Task to carry out
Every line from the line containing "of the coffee" through the final line below is to be repeated exactly; no other line is.

Listed records
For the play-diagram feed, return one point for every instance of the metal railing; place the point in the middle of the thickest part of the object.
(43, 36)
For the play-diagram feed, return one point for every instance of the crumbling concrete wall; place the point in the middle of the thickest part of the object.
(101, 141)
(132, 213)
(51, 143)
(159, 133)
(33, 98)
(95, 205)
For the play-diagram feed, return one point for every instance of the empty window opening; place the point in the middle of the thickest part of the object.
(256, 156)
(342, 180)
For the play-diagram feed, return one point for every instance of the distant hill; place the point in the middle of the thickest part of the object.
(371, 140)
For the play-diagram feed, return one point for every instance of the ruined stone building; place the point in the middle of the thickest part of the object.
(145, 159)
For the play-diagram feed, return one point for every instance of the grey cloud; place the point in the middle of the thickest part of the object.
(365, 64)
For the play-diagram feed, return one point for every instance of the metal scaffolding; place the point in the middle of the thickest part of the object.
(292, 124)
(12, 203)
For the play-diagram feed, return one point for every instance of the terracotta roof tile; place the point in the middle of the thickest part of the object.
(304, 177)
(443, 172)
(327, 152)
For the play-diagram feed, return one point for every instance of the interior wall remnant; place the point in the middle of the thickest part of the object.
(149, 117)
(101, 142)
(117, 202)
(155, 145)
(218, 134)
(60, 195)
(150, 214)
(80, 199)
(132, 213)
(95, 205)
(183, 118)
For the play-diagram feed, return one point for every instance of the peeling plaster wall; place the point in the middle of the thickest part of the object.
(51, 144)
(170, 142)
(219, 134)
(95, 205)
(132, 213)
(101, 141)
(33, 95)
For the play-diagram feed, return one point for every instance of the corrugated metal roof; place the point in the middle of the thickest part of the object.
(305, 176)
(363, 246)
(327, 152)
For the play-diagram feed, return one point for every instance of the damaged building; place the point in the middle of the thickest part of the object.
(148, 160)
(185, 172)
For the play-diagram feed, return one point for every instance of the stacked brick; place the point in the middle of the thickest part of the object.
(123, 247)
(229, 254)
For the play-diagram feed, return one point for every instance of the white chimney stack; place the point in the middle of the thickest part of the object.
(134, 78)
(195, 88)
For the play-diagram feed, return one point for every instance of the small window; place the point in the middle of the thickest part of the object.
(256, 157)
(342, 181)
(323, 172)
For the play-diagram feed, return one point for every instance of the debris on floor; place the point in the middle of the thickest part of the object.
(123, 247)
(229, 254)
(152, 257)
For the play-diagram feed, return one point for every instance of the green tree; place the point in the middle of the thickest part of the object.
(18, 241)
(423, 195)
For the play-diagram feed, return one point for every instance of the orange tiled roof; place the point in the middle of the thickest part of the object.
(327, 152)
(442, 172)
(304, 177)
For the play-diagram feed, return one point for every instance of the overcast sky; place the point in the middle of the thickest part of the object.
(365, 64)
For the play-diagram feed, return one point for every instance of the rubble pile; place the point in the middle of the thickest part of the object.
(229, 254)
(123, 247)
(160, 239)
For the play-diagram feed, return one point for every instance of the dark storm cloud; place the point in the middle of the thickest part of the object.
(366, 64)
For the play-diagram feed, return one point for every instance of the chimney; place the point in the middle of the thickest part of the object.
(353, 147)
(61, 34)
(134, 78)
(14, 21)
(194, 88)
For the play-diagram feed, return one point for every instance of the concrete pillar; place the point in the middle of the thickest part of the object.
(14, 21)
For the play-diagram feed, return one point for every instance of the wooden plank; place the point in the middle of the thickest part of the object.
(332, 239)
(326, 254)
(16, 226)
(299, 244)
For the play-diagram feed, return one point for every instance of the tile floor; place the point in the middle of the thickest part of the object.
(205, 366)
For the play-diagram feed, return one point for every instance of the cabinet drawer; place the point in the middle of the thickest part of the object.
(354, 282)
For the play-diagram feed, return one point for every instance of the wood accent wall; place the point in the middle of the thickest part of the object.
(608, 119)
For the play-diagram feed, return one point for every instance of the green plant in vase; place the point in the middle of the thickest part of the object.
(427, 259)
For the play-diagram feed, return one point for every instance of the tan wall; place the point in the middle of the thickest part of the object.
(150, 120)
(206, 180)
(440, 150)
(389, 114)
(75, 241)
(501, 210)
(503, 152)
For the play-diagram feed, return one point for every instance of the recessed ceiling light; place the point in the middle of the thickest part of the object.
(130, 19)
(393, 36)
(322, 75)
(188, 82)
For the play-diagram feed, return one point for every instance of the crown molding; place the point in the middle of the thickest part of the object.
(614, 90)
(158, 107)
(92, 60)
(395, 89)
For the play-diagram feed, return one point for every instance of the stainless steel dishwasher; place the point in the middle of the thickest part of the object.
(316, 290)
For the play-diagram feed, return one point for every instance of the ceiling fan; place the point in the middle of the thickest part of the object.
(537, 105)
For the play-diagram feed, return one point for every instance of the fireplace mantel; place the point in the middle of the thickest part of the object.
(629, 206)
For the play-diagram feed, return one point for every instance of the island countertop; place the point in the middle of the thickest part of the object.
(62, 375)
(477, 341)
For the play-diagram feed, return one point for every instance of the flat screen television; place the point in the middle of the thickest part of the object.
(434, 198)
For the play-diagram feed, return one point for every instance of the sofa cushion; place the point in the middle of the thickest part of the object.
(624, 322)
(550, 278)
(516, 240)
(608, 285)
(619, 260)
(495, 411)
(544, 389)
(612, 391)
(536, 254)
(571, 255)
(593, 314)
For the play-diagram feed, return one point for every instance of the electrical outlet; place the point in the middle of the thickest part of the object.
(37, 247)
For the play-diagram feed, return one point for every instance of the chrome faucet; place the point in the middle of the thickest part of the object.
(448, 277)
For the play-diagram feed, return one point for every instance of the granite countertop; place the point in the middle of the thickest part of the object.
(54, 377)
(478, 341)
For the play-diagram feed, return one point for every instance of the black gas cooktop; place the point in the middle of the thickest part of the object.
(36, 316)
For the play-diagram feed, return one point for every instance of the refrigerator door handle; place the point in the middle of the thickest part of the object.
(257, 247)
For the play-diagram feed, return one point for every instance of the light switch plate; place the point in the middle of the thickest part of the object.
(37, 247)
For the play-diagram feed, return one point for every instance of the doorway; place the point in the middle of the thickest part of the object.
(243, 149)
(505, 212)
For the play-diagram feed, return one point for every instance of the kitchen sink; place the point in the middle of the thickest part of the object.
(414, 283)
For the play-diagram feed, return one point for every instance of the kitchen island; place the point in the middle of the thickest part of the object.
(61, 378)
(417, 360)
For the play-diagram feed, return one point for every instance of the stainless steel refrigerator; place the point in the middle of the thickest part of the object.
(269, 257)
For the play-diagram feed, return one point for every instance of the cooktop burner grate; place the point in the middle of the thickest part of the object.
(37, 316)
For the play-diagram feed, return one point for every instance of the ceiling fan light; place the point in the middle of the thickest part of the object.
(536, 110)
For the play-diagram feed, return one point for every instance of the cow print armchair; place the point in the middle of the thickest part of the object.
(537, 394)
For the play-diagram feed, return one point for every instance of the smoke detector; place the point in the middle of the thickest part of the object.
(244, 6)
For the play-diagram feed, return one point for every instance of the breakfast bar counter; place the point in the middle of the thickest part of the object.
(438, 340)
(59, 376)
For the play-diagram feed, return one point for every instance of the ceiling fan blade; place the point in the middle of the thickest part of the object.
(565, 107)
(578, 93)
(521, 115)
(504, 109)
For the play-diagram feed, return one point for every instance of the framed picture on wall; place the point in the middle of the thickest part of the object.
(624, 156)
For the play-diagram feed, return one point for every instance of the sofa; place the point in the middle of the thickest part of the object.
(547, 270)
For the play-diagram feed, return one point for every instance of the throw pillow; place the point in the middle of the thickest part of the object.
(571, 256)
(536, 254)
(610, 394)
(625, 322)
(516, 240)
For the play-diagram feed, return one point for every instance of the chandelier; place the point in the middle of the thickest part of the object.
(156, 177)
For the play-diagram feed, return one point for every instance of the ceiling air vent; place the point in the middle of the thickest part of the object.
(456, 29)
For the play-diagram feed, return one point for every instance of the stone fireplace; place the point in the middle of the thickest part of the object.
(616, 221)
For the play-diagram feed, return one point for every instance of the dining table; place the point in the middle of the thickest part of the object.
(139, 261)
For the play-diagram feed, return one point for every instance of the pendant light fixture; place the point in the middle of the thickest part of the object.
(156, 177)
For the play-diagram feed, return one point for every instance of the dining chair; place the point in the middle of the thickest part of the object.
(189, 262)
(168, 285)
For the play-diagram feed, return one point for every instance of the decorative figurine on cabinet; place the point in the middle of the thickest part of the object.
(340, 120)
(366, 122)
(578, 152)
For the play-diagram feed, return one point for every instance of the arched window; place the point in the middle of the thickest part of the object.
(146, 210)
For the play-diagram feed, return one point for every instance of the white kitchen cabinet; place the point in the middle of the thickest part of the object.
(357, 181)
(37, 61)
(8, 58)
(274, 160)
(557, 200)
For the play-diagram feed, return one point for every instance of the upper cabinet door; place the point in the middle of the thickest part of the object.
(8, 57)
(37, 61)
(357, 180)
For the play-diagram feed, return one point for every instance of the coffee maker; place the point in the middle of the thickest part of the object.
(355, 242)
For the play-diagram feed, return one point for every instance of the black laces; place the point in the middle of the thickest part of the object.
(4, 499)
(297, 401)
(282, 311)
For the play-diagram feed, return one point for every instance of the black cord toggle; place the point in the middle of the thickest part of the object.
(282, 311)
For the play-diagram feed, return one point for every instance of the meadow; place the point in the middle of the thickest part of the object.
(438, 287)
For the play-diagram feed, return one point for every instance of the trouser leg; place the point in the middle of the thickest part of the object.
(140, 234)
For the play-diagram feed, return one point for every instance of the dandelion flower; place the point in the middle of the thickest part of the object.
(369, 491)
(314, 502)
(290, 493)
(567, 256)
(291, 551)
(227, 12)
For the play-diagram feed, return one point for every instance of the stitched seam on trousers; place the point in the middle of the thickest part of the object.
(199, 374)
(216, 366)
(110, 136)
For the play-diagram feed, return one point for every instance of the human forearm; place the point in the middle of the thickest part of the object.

Final result
For the play-diagram feed, return one point for every instance of the coffee maker; place the point in the middle of the thickest part of the object.
(355, 242)
For the play-diagram feed, return one point for every instance of the black laces; place the point in the middle of the thickest part of the object.
(4, 499)
(297, 401)
(282, 311)
For the play-diagram feed, return one point for every instance of the black cord toggle; place the point in the middle of the thickest part of the object.
(282, 311)
For the play-diagram feed, return one point for every instance of the meadow; place the point in the middle of the thickest part of the object.
(438, 287)
For the play-diagram feed, return one point for every instance of the trouser leg; place the point in the middle of the thickest part of the object.
(140, 234)
For the play-diagram feed, return one point for every instance of the dandelion flower; place the point in the middle of the thickest part of the object.
(369, 491)
(314, 502)
(290, 493)
(567, 256)
(291, 551)
(227, 12)
For the play-diagram feed, return one point for every instance of the stitched seam on trousers; place the point in the middle of the thickest part of the object.
(199, 374)
(216, 366)
(110, 136)
For the play-diagram feed, return one point for every instance of the human forearm; place the point in the middle of the thickest part of the object.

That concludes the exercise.